**ПОСТАНОВКА ЗАДАЧИ A**. Как передать содержание отрывка о Брусине ниже в двух предложениях?

**ОТРЫВОК**.

В черновых вариантах рукописи прямо указывалось, что натура его была «исполнена всяческих чудовищных противоречий». «Присоедините к этому его почти ребяческую слабость, его совершенное неуменье управлять обстоятельствами жизни, и вы поймете, что, однажды взяв на себя обязанность вести его, я не мог уж отказаться от своей роли, скажу более, со временем роль эта сделалась как бы лучшим делом всей моей жизни». К этой характеристике первоначально был добавлен еще один психологический штрих, устраненный при переработке рассказа. Практическая беспомощность Брусина, подчеркивал Салтыков, оборачивалась в конце концов эгоистической привычкой жить за чужой счет: «Финансовое наше положение иногда ставило меня в совершенный тупик, но я боялся признаться ему в этом, боялся даже намекнуть ему, что он проживает более своих доходов. Во-первых, тут полился бы поток жалоб и проклятий, а это было для меня все равно что острый нож, а во-вторых, это значило бы сказать человеку, что вот, дескать, ты живешь на мой счет, а я искренно любил его и никаким образом не хотел оскорблять это и без того уже беспрестанно страждущее самолюбие. Притом же я так привязался к нему, что баловать его сделалось для меня страстью и я готов был себе отказать, чтобы доставить ему какую-нибудь игрушку. Говорю это не в похвальбу себе, а чтобы, по возможности, подробнее обрисовать вам наше взаимное положение».
Как и Нагибин, Брусин легко ориентировался «в будущих судьбах человечества», оказываясь между тем несостоятельным даже в незначительных житейских вопросах, не говоря уж о неудачах в сфере общественной деятельности и области чувств.

**ПОСТАНОВКА ЗАДАЧИ B**. Как будет выглядеть часть записей, которая открывается строкой, содержащей «Pinpoint horse's hind», и закрывается строкой, содержащей «left=0, top=9, right=128, bottom=42», если поменять в ней «spectator» на «onlooker» и больше ничего не трогать? Приведите только эту часть записей.

**ВХОДНЫЕ ЗАПИСИ**.
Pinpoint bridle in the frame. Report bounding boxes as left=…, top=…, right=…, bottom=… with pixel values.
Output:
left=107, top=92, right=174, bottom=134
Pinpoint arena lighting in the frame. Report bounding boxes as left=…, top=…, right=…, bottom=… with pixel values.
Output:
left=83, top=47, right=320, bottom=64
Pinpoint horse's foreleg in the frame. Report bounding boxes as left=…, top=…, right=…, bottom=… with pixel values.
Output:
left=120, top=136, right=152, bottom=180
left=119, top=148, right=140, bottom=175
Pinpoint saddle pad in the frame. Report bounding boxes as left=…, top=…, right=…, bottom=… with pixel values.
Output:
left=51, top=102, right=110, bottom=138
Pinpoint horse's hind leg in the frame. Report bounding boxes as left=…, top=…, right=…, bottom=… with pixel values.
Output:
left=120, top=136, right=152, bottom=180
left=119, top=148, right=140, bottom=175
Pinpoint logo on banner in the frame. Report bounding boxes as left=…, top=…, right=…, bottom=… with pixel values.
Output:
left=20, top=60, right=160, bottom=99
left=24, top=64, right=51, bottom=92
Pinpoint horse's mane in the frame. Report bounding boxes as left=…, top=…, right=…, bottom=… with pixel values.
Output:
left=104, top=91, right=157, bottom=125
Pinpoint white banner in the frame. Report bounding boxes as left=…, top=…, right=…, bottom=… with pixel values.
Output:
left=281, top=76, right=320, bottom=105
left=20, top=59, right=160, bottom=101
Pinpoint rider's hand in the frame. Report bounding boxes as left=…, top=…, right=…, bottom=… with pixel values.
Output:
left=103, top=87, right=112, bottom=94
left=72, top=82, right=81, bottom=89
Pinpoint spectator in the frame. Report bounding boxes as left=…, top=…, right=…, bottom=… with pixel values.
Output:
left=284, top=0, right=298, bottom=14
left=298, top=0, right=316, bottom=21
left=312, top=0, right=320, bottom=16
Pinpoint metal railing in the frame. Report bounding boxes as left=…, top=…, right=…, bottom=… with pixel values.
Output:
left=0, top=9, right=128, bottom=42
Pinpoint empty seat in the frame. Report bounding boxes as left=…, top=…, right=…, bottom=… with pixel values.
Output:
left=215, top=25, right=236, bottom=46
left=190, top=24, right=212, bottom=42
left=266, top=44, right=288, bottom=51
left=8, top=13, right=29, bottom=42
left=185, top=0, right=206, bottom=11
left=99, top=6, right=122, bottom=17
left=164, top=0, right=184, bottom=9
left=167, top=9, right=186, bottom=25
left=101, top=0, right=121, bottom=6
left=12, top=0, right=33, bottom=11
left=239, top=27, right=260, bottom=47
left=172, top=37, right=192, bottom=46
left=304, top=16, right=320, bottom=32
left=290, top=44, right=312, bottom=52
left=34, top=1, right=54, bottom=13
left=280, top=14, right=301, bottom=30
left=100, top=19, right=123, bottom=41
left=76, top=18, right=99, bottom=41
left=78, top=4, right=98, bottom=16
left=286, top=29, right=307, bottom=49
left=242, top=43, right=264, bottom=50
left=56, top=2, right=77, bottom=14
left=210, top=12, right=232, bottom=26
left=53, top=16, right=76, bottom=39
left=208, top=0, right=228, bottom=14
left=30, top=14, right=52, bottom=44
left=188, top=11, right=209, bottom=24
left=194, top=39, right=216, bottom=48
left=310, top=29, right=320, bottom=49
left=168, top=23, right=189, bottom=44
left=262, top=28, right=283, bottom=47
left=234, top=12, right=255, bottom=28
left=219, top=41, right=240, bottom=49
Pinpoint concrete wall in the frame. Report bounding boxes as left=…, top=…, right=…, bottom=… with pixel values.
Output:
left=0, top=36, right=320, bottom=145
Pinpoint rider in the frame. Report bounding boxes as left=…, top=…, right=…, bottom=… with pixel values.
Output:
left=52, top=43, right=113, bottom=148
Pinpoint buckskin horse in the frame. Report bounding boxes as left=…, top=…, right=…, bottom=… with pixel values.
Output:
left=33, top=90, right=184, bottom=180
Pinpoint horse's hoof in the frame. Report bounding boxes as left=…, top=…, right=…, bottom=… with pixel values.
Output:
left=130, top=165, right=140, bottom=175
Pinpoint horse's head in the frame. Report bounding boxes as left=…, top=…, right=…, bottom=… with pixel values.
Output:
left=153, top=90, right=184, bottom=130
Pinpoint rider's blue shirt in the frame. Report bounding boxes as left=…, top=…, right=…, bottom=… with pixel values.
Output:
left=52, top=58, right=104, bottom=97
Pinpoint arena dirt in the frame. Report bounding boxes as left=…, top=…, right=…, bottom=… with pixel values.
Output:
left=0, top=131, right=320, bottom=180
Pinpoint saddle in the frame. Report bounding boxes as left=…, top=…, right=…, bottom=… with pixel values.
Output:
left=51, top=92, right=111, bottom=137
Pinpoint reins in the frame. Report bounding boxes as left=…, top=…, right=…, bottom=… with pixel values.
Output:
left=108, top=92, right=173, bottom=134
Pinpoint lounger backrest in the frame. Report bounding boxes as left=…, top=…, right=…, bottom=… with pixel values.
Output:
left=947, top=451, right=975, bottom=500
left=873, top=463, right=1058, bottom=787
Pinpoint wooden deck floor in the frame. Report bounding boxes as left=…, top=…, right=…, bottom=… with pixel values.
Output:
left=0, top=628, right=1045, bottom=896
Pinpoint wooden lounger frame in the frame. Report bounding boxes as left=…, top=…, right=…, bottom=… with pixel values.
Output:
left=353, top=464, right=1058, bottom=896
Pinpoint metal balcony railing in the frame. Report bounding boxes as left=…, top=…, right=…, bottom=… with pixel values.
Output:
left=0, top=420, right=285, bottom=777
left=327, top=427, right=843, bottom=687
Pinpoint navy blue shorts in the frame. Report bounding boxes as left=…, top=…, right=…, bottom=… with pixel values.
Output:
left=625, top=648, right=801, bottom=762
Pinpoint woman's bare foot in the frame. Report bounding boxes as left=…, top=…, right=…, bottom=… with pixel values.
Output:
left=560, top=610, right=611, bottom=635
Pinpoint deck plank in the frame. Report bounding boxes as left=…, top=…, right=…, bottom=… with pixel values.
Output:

**РЕЗУЛЬТАТ УПРАЖНЕНИЯ A**. В черновых вариантах рукописи натура Брусина описывалась как исполненная чудовищных противоречий, а его практическая беспомощность, как подчеркивал Салтыков, оборачивалась эгоистической привычкой жить за чужой счет; этот штрих был устранен при переработке рассказа. Как и Нагибин, Брусин легко ориентировался «в будущих судьбах человечества», но оказывался несостоятельным даже в незначительных житейских вопросах.

**РЕЗУЛЬТАТ УПРАЖНЕНИЯ B**.
Pinpoint horse's hind leg in the frame. Report bounding boxes as left=…, top=…, right=…, bottom=… with pixel values.
Output:
left=120, top=136, right=152, bottom=180
left=119, top=148, right=140, bottom=175
Pinpoint logo on banner in the frame. Report bounding boxes as left=…, top=…, right=…, bottom=… with pixel values.
Output:
left=20, top=60, right=160, bottom=99
left=24, top=64, right=51, bottom=92
Pinpoint horse's mane in the frame. Report bounding boxes as left=…, top=…, right=…, bottom=… with pixel values.
Output:
left=104, top=91, right=157, bottom=125
Pinpoint white banner in the frame. Report bounding boxes as left=…, top=…, right=…, bottom=… with pixel values.
Output:
left=281, top=76, right=320, bottom=105
left=20, top=59, right=160, bottom=101
Pinpoint rider's hand in the frame. Report bounding boxes as left=…, top=…, right=…, bottom=… with pixel values.
Output:
left=103, top=87, right=112, bottom=94
left=72, top=82, right=81, bottom=89
Pinpoint onlooker in the frame. Report bounding boxes as left=…, top=…, right=…, bottom=… with pixel values.
Output:
left=284, top=0, right=298, bottom=14
left=298, top=0, right=316, bottom=21
left=312, top=0, right=320, bottom=16
Pinpoint metal railing in the frame. Report bounding boxes as left=…, top=…, right=…, bottom=… with pixel values.
Output:
left=0, top=9, right=128, bottom=42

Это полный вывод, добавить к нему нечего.